W.H. Ingrams writing in Zanzibar Its History and Its People (pp. 70) has this to say about the arrival of the Bantus to the East African coast:
“About a hundred years before the beginning of the Christian era, the Bantu peoples who had been forming for about a thousand years before, started off from the Nile direction on their great career of conquest. The aborigines were still in the Neolithic age, but the Bantus were armed with weapons of copper and iron, which no doubt considerably facilitated their progress. Guided possibly not only by tribal pressure but by the desire for salt, these hordes swept down southwards and made for the coasts.”
Roland Oliver and J.D. Fage in their book A Short History of Africa, (pp. 98) say:
“It is significant that the Periplus, which describes the East African coast approximately as far south as Zanzibar, makes no reference to black men. Ptolemy’s Geography mentions their existence, but only in the extreme south of the area then known, which must have been at least as far down as the south of modern Mozambique. Further north, by implication at least, the population was of Somali or Ethiopian type.”
It can easily be concluded that Zanzibari people are a mixture of mixtures, no group of people can claim to be more indigenous or having more rights than others; the deciding factor for civilized man is not ethnicity, what race one belongs to, but nationality, one’s birthplace or one’s choice of a country to belong to, to die for if need be. Neither is it a question of who came first. An American is an American whether he is descended from Red Indians who footed it from Siberia into Alaska across the Bering Strait 20 to 40 thousand years BC., or he was uprooted from his African soil and deposited in chains on the inhospitable shores of the New World a mere three hundred years ago, or indeed of his own volition jetted down in comparative comfort to claim the asylum and, in due course, the citizenship of the most powerful and most advanced nation in the world. Whether he is black, white, brown or yellow, his hair woolly or silken, black or golden, his eyes almond-shaped or popping, his nose flat or curving, are matters of little significance to any but fools. The skeletons of all are much the same.
All that have been said about the make-up of Zanzibaris applies with equal force to all the peoples of the East African Coast from southern Somalia, down the Mwambao of Kenya and the Mrima of Tanganyika to the isles of Comoro, wherever Swahili in its various dialects is spoken as a mother-tongue. They are all mixtures of mixtures, predominantly Bantu and Arab, but with undeniable doses of the various races and mixtures of races which infuse the inhabitants of the lands that are washed by the western portion of the Indian Ocean. It is the characteristic of being able to imbibe culture and genes, without disturbing its basic identity that gives confidence in the continued virility of the Zanzibari nationality unperturbed by a multiplicity of ethnicities.

● **Source data**

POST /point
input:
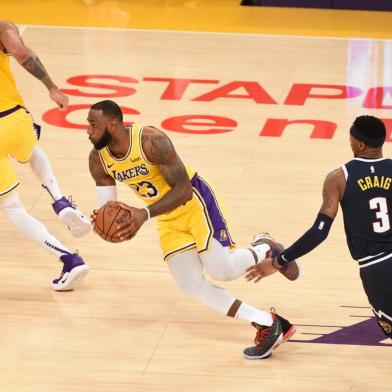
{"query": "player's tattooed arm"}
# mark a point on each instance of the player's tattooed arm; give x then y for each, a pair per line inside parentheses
(97, 171)
(12, 43)
(333, 190)
(34, 66)
(159, 150)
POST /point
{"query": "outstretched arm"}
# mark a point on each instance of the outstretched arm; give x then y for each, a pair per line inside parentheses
(13, 44)
(333, 189)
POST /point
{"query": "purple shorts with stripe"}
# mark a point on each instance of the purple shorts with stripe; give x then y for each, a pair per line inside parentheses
(220, 230)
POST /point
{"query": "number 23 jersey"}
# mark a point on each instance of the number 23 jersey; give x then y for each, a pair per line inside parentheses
(135, 170)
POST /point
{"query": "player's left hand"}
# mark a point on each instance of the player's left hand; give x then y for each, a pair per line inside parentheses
(128, 229)
(260, 270)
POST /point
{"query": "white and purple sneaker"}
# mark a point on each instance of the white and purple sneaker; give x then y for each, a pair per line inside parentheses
(77, 223)
(74, 270)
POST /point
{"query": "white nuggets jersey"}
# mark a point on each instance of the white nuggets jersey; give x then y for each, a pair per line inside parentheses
(135, 170)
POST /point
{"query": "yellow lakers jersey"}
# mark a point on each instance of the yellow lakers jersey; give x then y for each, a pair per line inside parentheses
(135, 170)
(9, 96)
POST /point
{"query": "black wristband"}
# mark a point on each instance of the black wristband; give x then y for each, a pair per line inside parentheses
(312, 238)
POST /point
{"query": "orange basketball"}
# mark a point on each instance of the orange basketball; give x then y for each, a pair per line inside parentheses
(108, 217)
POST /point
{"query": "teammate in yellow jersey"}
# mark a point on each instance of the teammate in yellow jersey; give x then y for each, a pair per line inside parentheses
(194, 234)
(19, 137)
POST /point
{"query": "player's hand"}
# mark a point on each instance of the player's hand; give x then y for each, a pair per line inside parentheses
(57, 96)
(260, 270)
(128, 229)
(93, 217)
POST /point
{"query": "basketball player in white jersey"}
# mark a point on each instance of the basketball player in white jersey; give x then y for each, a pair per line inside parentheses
(19, 137)
(193, 230)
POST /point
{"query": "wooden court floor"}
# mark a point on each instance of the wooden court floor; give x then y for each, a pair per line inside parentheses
(128, 328)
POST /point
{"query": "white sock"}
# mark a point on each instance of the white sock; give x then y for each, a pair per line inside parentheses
(31, 226)
(187, 270)
(251, 314)
(42, 168)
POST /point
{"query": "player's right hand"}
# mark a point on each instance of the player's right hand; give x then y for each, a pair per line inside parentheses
(260, 270)
(57, 96)
(93, 217)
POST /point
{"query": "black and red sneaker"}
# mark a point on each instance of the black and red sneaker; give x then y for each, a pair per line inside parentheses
(288, 329)
(267, 338)
(291, 270)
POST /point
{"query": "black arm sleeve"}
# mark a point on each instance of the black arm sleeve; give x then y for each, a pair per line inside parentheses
(310, 240)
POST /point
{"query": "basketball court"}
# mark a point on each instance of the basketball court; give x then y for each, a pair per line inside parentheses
(257, 102)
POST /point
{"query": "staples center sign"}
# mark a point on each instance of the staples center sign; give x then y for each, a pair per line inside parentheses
(173, 89)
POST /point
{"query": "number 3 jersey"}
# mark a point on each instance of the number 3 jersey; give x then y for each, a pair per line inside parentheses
(367, 209)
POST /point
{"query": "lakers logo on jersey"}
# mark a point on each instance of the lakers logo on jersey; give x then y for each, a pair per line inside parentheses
(385, 326)
(135, 170)
(132, 172)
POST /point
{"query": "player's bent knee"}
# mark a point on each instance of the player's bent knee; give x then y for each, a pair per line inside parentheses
(11, 201)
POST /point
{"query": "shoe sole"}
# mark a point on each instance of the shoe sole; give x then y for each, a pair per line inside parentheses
(73, 278)
(287, 336)
(267, 353)
(78, 225)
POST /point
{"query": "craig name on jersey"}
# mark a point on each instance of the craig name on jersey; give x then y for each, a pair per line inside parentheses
(375, 181)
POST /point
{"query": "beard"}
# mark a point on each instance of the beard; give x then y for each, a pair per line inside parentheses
(103, 141)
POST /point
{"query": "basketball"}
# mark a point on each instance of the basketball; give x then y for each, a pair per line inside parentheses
(108, 217)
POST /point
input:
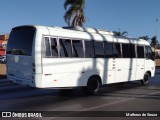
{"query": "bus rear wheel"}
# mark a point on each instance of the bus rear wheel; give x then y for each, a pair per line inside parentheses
(92, 86)
(145, 79)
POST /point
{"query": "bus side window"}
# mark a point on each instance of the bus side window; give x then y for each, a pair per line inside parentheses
(65, 48)
(89, 49)
(140, 52)
(54, 47)
(77, 48)
(47, 47)
(132, 51)
(117, 50)
(148, 52)
(99, 50)
(108, 50)
(128, 51)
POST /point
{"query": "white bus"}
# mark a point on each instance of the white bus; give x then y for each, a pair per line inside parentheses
(43, 57)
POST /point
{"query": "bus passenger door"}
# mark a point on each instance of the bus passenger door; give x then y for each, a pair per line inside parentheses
(140, 63)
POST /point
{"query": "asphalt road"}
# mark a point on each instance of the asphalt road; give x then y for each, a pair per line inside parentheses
(129, 97)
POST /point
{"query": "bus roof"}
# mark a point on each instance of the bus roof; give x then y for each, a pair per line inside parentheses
(88, 33)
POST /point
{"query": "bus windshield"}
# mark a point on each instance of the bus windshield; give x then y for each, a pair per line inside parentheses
(20, 41)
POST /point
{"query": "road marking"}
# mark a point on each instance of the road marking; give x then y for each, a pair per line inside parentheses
(116, 102)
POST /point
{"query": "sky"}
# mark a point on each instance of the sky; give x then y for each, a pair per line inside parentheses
(137, 17)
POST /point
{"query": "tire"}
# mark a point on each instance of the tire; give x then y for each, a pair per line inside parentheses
(145, 79)
(92, 86)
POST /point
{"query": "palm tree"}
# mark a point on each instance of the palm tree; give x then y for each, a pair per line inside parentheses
(144, 37)
(120, 33)
(74, 15)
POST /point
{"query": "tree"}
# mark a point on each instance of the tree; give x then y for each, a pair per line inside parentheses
(144, 38)
(120, 33)
(74, 15)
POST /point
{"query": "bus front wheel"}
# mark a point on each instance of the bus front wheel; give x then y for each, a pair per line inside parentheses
(145, 79)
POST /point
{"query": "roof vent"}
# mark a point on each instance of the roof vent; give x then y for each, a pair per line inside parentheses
(89, 30)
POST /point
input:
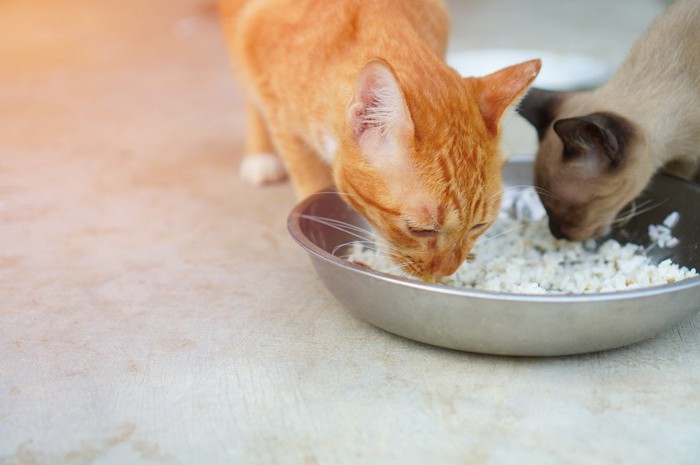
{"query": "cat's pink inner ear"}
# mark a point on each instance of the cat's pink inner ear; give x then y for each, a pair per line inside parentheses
(377, 111)
(499, 91)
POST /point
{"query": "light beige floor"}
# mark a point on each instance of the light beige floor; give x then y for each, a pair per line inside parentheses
(153, 309)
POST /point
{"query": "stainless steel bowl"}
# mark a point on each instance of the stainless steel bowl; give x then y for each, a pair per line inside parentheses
(511, 324)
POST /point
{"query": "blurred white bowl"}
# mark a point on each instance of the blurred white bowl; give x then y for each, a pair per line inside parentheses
(560, 71)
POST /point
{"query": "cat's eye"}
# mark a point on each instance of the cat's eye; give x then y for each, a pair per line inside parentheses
(423, 232)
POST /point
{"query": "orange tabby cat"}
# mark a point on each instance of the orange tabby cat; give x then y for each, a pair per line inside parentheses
(357, 93)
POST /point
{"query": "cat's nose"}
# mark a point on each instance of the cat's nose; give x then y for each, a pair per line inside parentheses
(556, 230)
(444, 266)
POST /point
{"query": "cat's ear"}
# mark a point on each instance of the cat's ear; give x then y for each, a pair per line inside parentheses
(377, 113)
(598, 141)
(539, 107)
(497, 92)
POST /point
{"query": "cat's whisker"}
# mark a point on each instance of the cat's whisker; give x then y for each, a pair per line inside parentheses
(342, 226)
(625, 218)
(484, 239)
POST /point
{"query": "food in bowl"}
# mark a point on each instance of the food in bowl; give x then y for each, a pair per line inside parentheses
(519, 255)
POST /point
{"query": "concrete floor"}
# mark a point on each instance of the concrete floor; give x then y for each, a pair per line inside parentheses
(153, 309)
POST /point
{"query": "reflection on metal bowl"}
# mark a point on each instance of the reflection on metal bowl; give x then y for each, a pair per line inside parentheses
(511, 324)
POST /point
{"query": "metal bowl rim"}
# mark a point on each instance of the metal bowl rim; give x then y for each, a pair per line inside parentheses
(295, 231)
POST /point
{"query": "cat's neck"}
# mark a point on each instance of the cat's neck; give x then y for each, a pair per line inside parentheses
(658, 85)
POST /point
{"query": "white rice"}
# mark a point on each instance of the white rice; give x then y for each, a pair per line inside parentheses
(518, 254)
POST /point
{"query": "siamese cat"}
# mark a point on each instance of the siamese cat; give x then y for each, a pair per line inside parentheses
(599, 149)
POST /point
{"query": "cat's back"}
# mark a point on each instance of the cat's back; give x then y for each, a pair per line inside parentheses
(668, 53)
(264, 32)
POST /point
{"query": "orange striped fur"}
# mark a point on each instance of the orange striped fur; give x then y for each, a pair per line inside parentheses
(357, 94)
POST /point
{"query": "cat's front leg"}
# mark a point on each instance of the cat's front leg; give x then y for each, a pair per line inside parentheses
(260, 164)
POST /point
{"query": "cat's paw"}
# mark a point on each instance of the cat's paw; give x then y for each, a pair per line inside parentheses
(262, 168)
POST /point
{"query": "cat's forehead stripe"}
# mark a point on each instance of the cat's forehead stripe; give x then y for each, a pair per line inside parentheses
(370, 202)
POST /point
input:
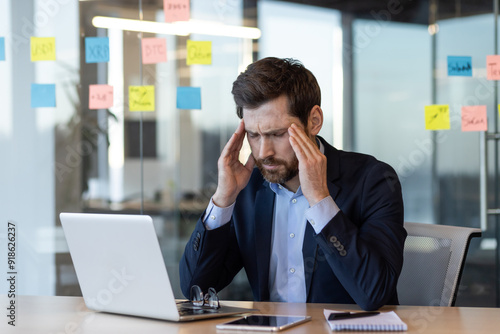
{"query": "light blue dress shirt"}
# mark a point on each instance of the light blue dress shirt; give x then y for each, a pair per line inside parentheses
(291, 214)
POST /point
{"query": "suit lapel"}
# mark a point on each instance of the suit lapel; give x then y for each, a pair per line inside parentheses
(310, 247)
(264, 204)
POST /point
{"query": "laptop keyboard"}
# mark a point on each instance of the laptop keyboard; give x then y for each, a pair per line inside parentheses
(183, 311)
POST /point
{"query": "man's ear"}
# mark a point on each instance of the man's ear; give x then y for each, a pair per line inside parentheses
(315, 121)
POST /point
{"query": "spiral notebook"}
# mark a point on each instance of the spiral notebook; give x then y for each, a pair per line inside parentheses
(385, 321)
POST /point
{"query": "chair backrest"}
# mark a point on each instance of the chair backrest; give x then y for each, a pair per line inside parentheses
(434, 257)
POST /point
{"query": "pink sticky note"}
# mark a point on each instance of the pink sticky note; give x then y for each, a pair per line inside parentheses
(474, 118)
(100, 96)
(176, 10)
(493, 67)
(154, 50)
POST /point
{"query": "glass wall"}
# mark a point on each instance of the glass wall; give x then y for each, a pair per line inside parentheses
(398, 72)
(73, 157)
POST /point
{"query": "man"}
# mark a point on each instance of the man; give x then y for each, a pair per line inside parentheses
(311, 223)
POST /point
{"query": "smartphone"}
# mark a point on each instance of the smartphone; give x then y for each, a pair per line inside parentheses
(268, 323)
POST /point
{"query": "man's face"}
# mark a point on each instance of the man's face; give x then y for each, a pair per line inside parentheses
(267, 133)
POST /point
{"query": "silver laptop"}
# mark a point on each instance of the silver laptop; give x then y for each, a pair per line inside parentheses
(120, 268)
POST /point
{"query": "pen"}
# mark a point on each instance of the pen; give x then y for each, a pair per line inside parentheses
(349, 315)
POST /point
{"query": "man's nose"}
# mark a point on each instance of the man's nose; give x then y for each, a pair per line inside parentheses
(266, 148)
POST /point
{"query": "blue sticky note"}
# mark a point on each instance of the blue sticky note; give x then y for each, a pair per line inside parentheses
(96, 49)
(2, 48)
(189, 97)
(461, 66)
(43, 95)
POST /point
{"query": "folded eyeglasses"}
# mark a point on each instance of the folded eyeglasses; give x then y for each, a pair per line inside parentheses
(199, 299)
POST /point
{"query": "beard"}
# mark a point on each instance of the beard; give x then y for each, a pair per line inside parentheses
(280, 175)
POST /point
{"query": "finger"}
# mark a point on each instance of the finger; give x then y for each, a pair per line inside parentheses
(250, 164)
(236, 141)
(307, 146)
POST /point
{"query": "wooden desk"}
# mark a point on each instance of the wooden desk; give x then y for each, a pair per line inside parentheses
(57, 315)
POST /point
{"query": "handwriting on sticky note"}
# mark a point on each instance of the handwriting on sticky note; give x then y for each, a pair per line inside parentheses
(437, 117)
(100, 96)
(474, 118)
(96, 49)
(461, 66)
(141, 98)
(188, 97)
(154, 50)
(43, 48)
(493, 67)
(199, 52)
(43, 95)
(2, 48)
(176, 10)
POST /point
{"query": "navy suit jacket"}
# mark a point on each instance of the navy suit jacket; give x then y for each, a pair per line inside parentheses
(357, 257)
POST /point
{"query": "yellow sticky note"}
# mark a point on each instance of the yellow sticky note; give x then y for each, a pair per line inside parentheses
(199, 52)
(43, 48)
(141, 98)
(437, 117)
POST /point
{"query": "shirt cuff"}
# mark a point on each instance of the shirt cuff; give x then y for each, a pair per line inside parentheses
(321, 213)
(216, 217)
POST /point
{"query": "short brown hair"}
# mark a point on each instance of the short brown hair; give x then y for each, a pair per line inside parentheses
(271, 77)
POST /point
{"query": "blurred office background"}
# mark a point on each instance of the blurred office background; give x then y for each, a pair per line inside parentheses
(378, 62)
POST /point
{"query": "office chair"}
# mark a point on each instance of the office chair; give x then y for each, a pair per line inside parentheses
(434, 257)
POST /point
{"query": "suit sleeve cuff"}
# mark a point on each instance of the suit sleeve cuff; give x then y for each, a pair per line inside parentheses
(321, 213)
(216, 217)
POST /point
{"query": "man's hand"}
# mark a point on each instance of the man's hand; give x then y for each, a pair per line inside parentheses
(312, 165)
(233, 175)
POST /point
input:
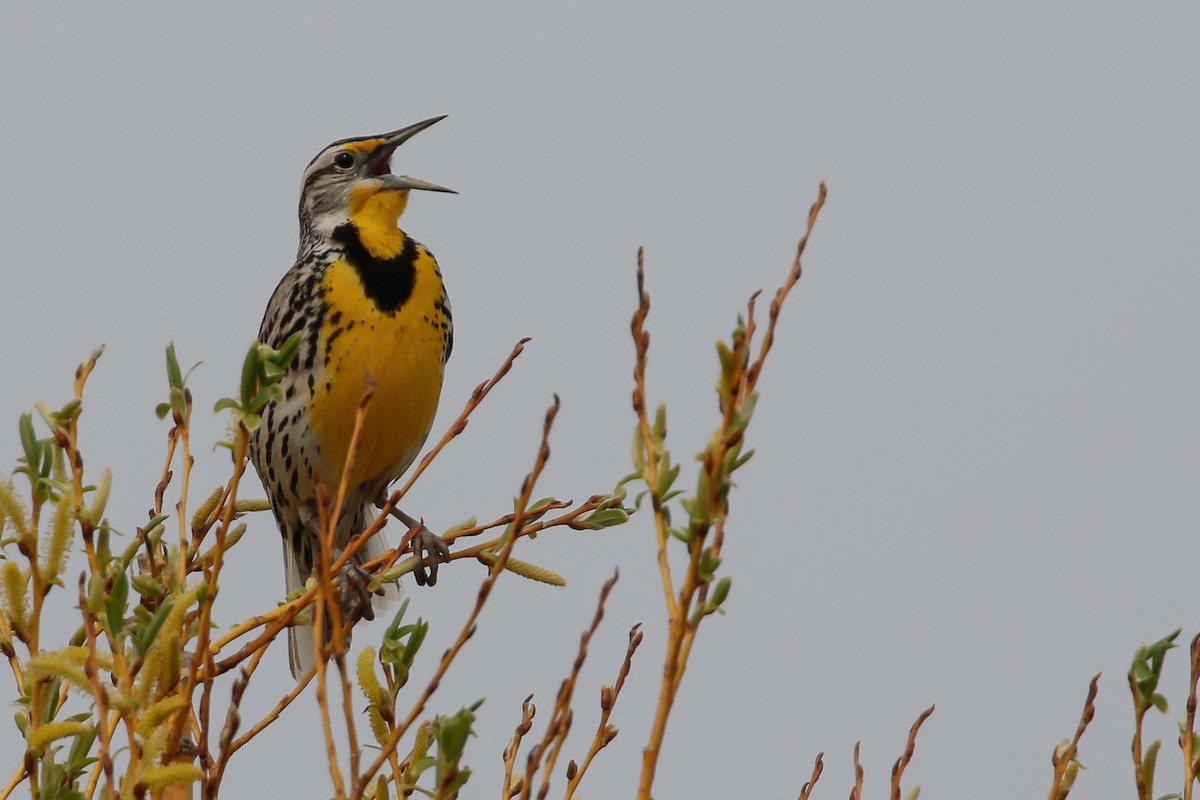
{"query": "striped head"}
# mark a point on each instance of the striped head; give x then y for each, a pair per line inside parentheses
(353, 174)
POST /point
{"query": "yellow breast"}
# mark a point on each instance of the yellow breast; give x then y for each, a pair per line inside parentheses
(385, 316)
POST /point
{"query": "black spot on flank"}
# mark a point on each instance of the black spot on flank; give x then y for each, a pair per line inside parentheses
(388, 281)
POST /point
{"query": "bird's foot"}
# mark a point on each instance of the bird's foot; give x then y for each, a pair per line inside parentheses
(429, 548)
(430, 551)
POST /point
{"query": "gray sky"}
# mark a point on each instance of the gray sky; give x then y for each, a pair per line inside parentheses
(977, 450)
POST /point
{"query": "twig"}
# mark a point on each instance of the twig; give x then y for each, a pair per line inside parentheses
(688, 605)
(609, 695)
(514, 746)
(903, 762)
(811, 783)
(1063, 756)
(857, 792)
(468, 629)
(1189, 756)
(559, 722)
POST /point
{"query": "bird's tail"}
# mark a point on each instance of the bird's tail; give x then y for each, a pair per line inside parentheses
(299, 561)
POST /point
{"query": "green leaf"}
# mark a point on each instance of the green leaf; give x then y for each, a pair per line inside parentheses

● **Instructions**
[1] Using the Zanzibar text, answer these:
(a) What were the Bantus armed with, according to the Ingrams quotation?
(b) Which work does the Oliver and Fage quotation say makes no reference to black men?
(c) Which two groups are the peoples of the East African Coast described as predominantly being?
[2] Reproduce the Zanzibar text word for word, everything from "All that have" down to "multiplicity of ethnicities.".

● **Responses to the exercise**
[1]
(a) Weapons of copper and iron.
(b) The Periplus.
(c) Bantu and Arab.

[2]
All that have been said about the make-up of Zanzibaris applies with equal force to all the peoples of the East African Coast from southern Somalia, down the Mwambao of Kenya and the Mrima of Tanganyika to the isles of Comoro, wherever Swahili in its various dialects is spoken as a mother-tongue. They are all mixtures of mixtures, predominantly Bantu and Arab, but with undeniable doses of the various races and mixtures of races which infuse the inhabitants of the lands that are washed by the western portion of the Indian Ocean. It is the characteristic of being able to imbibe culture and genes, without disturbing its basic identity that gives confidence in the continued virility of the Zanzibari nationality unperturbed by a multiplicity of ethnicities.